● **WHAT IS REQUIRED**:
Transcribe every entry verbatim; omit pictures.

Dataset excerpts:
--*--
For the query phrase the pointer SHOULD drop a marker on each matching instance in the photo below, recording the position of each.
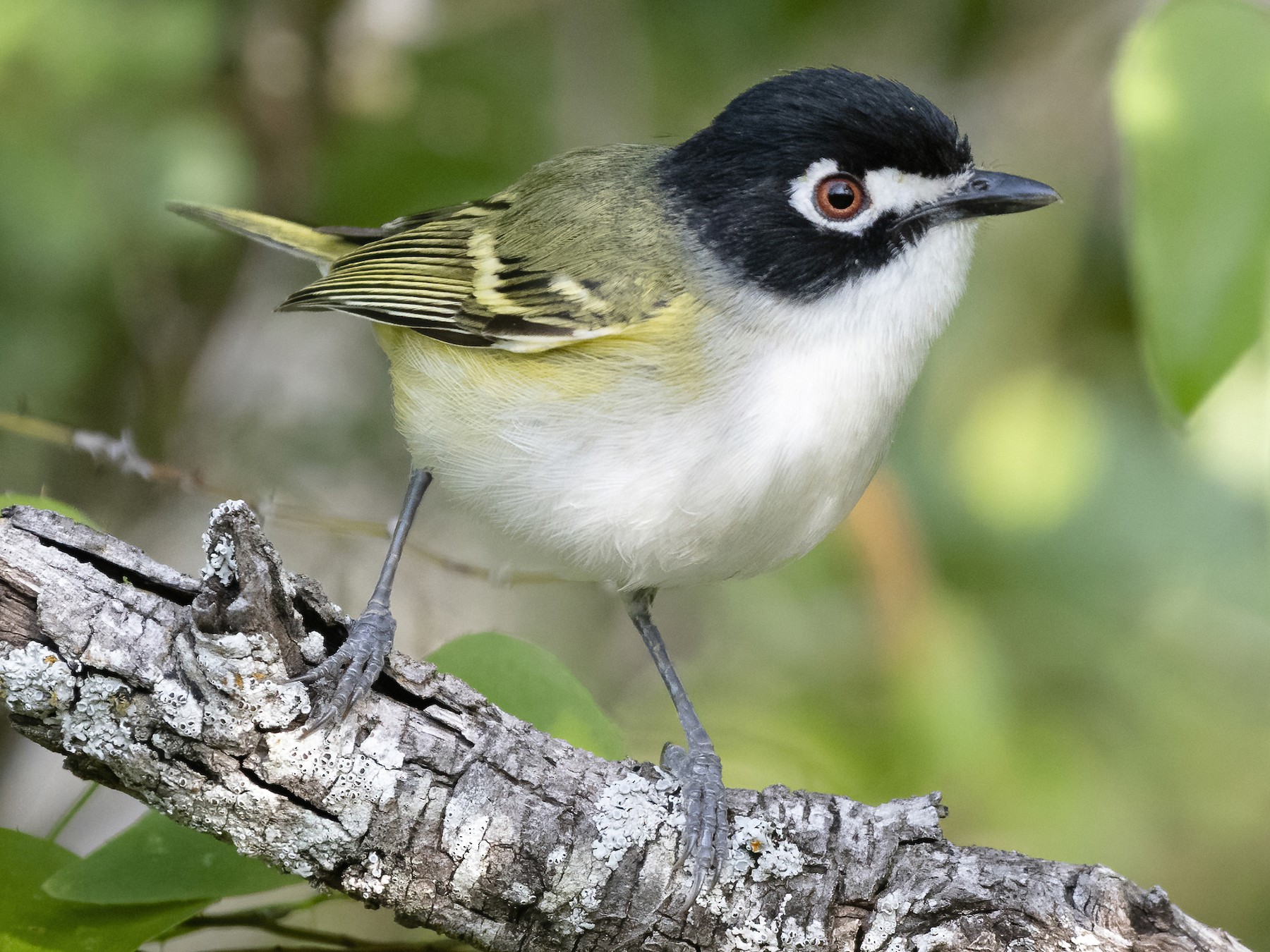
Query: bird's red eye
(840, 197)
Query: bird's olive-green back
(579, 248)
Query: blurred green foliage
(31, 920)
(530, 683)
(159, 861)
(1193, 103)
(1056, 612)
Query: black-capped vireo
(663, 366)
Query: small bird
(658, 366)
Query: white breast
(800, 400)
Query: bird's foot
(705, 814)
(347, 676)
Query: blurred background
(1052, 606)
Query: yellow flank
(662, 353)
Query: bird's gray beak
(986, 193)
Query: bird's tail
(284, 235)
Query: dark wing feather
(514, 273)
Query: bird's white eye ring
(840, 197)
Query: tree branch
(456, 815)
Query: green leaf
(32, 920)
(530, 683)
(1192, 97)
(159, 861)
(8, 499)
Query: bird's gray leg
(349, 674)
(700, 774)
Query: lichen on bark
(436, 804)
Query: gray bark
(456, 815)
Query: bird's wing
(552, 260)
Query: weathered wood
(457, 817)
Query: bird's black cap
(730, 184)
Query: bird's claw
(347, 676)
(705, 814)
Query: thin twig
(121, 453)
(266, 923)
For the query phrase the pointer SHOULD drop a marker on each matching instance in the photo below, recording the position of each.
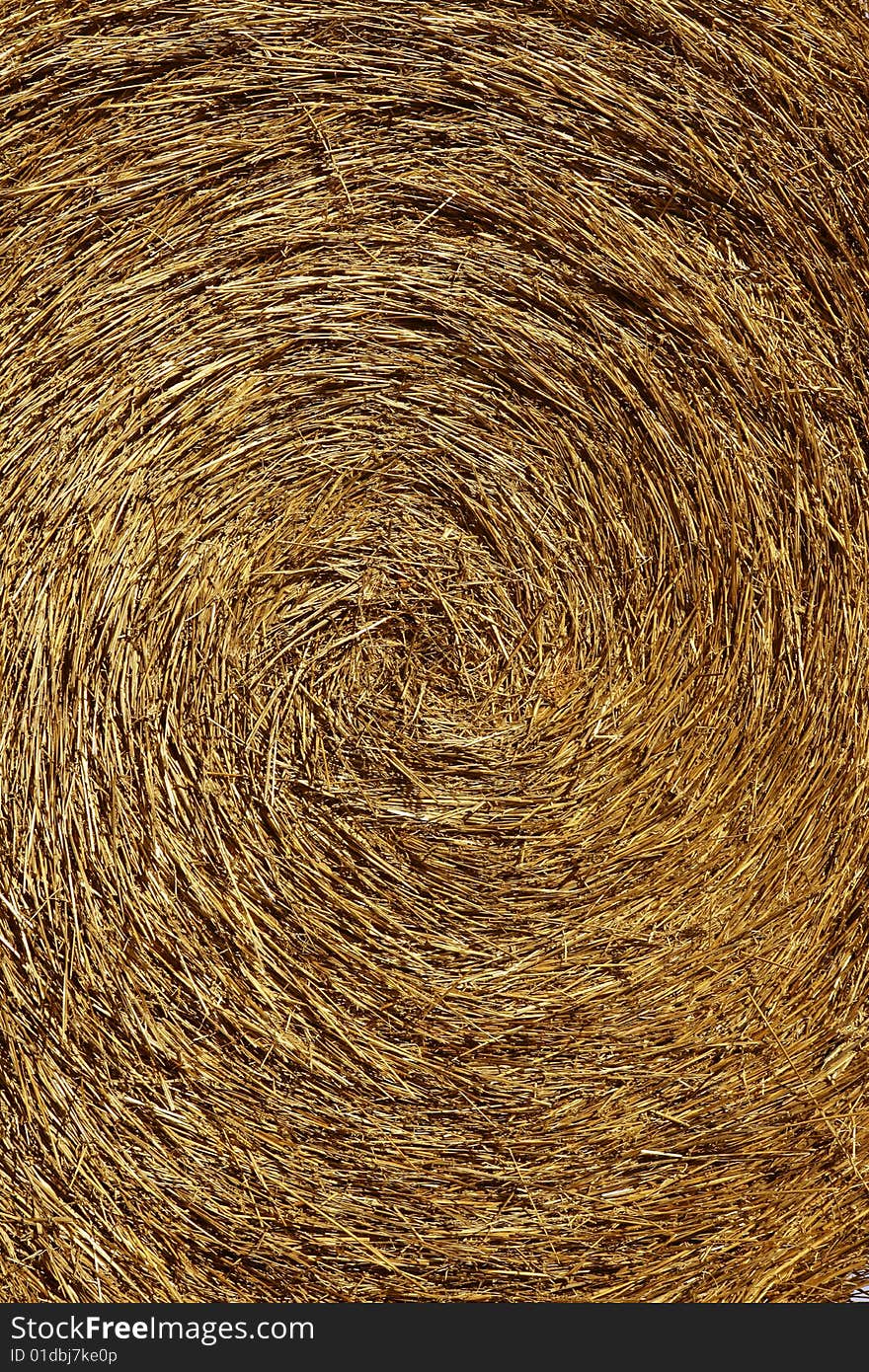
--*--
● **SOLUTION FOR THIS EXERCISE**:
For the query phrase the pointer SHOULD drop a marker on each matching instance in the photo below, recording the position of each.
Query: bird's red eye
(840, 197)
Query: bird's olive-green back
(579, 248)
Query: blurred green foliage
(31, 920)
(530, 683)
(159, 861)
(1193, 103)
(1056, 612)
Query: black-capped vireo
(663, 366)
Query: small bird
(658, 366)
Query: white breast
(800, 400)
Query: bird's foot
(705, 814)
(347, 676)
Query: blurred background
(1052, 606)
Query: yellow flank
(662, 353)
Query: bird's gray beak
(986, 193)
Query: bird's tail
(284, 235)
Query: dark wing feather
(514, 273)
Query: bird's white eye ring
(840, 197)
Query: tree branch
(456, 815)
Query: green leaf
(32, 920)
(530, 683)
(1192, 97)
(159, 861)
(8, 499)
Query: bird's gray leg
(349, 674)
(700, 774)
Query: lichen on bark
(436, 804)
Query: gray bark
(456, 815)
Query: bird's wing
(552, 260)
Query: weathered wood
(457, 817)
Query: bird's black cap
(730, 184)
Query: bird's claw
(347, 676)
(705, 814)
Query: thin twig
(121, 453)
(266, 923)
For the query phrase the pointer SHOULD drop a marker on each matching instance in the photo below, recording the position of each.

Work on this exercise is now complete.